[Task list]:
- a) Copy the Porter Goss passage word for word, starting with "Mr. Bush's decision" and going on through "other intelligence agencies.".
- b) In the Porter Goss passage, shorten the paragraph that begins "Mr. Bush's decision also comes" while keeping its main facts.

Goss had been mentioned prominently in speculation about a successor to departed CIA Director George Tenet, who left amid a torrent of criticism of the agency's handling of prewar intelligence on Iraq.

"Porter Goss has built a reputation as a reformer," the president said. "He'll be a reformer at the CIA."

It was thought that Mr. Bush might delay an appointment until after the election in order to avoid a congressional rehash of the faulty intelligence that preceded the war in Iraq.

Goss's nomination must be approved by the Senate.

Mr. Bush's decision also comes in the wake of the president's embrace of a key recommendation of the commission that investigated the Sept. 11, 2001 terror attacks: creation of a new intelligence czar to oversee the activities of the CIA and more than a dozen other intelligence agencies.

"I think every American knows the importance of getting the best possible intelligence we can get to our decision-makers," Goss said during the Rose Garden announcement.

Speaking last week of the pleas for change by the 9/11 commission, Goss had said "we cannot afford to make changes blindly or in an unnecessary haste. We can ill-afford to rush to judgment any more than we can tolerate needless delay."

[Data records]:
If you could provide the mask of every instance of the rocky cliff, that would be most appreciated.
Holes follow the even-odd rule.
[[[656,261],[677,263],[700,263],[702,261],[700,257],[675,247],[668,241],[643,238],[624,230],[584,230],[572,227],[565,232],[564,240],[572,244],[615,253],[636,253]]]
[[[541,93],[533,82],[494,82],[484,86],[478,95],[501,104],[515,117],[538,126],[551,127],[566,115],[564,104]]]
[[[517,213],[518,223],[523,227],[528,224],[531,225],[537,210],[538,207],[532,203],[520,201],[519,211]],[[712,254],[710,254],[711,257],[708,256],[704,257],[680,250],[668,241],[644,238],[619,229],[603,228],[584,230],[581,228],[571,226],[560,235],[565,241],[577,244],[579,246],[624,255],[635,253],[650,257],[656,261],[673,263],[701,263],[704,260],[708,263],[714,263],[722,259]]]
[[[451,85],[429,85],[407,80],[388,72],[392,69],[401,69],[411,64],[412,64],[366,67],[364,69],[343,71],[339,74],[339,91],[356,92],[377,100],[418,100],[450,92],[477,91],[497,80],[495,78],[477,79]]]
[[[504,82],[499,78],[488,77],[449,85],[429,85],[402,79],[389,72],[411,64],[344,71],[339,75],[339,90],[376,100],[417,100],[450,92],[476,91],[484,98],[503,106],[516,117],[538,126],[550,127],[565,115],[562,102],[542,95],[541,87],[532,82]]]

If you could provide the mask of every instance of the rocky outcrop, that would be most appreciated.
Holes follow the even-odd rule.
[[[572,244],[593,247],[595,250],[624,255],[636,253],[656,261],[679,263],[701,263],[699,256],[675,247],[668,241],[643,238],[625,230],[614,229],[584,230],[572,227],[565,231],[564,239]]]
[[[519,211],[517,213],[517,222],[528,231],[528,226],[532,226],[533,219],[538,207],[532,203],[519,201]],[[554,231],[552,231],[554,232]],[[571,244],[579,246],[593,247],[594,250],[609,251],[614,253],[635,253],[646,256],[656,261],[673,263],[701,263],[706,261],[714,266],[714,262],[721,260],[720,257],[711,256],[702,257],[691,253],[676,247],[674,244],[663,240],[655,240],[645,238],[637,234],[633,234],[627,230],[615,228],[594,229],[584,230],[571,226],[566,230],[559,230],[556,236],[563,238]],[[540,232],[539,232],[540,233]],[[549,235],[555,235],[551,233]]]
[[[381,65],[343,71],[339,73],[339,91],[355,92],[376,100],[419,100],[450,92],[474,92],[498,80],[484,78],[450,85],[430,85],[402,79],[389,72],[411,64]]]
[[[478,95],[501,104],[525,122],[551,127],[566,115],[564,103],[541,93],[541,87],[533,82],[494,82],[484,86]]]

[Responses in order]:
- a)
Mr. Bush's decision also comes in the wake of the president's embrace of a key recommendation of the commission that investigated the Sept. 11, 2001 terror attacks: creation of a new intelligence czar to oversee the activities of the CIA and more than a dozen other intelligence agencies.

- b) Mr. Bush's decision follows his backing of a key 9/11 commission recommendation: a new intelligence czar to oversee the CIA and more than a dozen other intelligence agencies.